*YOUR GOAL*. Can you render the data below as a Markdown table with a Row column for the row number and a Line column for the line itself? Start with the line containing "backsplash in the photo above.", include every line through the end of the data, and leave out blank lines.
=-=-=-=-=
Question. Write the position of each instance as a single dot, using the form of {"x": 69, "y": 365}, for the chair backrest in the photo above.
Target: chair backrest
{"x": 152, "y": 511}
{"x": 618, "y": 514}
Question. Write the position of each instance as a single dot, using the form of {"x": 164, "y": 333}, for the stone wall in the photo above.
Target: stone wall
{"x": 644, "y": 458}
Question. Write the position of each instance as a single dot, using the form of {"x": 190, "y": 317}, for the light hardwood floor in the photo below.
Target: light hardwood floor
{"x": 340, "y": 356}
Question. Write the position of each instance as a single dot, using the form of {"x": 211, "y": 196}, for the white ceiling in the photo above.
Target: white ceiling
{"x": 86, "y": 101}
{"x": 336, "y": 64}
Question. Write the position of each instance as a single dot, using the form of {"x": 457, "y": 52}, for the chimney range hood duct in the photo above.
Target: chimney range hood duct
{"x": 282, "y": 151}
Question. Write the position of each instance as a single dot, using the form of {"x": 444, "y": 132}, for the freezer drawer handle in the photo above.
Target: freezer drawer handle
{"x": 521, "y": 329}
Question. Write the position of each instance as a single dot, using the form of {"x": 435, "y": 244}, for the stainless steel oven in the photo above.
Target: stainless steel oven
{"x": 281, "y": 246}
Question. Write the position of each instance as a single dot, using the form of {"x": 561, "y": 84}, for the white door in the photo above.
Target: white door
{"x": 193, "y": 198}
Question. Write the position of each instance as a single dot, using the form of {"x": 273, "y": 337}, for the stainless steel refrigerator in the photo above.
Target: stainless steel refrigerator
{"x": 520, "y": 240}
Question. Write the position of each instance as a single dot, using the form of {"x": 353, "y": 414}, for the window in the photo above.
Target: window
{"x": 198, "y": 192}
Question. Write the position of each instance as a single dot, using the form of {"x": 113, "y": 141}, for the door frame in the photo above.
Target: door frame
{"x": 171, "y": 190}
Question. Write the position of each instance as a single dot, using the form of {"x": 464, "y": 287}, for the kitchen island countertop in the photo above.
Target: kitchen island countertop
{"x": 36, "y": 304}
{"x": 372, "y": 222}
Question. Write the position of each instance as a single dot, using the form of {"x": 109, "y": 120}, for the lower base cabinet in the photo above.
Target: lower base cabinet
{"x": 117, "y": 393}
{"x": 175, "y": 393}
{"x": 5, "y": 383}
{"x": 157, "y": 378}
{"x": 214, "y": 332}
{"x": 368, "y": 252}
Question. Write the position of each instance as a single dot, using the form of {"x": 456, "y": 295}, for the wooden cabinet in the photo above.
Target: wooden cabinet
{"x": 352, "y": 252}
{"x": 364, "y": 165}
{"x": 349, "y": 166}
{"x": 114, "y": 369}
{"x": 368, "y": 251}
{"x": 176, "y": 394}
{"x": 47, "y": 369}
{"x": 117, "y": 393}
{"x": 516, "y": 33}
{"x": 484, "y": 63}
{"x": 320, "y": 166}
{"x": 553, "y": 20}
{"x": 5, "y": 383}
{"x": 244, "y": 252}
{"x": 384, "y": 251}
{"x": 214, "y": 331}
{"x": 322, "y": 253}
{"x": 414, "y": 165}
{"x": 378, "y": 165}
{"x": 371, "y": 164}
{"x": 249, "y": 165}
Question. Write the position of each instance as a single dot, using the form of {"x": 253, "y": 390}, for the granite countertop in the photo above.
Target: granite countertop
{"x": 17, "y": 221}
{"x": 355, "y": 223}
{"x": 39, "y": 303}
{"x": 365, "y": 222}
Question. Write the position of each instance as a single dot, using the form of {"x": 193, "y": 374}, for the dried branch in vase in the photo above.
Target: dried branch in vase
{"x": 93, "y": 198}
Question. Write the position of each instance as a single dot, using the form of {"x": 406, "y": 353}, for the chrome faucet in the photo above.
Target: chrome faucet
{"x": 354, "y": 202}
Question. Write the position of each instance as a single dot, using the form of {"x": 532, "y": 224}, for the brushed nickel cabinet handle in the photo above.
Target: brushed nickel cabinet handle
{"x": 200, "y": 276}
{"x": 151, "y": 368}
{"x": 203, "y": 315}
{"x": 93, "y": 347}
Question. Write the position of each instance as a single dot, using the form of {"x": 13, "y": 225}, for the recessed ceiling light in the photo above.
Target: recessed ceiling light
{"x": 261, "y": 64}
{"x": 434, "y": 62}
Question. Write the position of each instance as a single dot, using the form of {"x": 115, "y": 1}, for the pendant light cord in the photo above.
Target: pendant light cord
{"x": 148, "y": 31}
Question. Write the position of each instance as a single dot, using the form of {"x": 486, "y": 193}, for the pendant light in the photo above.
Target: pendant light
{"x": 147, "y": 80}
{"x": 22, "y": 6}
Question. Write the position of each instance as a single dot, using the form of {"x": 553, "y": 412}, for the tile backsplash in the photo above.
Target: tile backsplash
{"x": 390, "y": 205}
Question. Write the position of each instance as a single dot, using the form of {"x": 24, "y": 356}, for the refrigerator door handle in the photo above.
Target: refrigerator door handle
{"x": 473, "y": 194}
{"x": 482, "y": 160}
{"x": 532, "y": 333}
=-=-=-=-=
*THE RESPONSE*.
| Row | Line |
|---|---|
| 1 | Question. Write the position of each instance as a single dot, using the form of {"x": 553, "y": 412}, for the tile backsplash in the photo above. |
| 2 | Target: tile backsplash |
| 3 | {"x": 390, "y": 205} |
| 4 | Question. Write the position of each instance as a single dot, using the form of {"x": 24, "y": 356}, for the refrigerator door handle in the photo above. |
| 5 | Target: refrigerator door handle |
| 6 | {"x": 473, "y": 194} |
| 7 | {"x": 482, "y": 160} |
| 8 | {"x": 532, "y": 333} |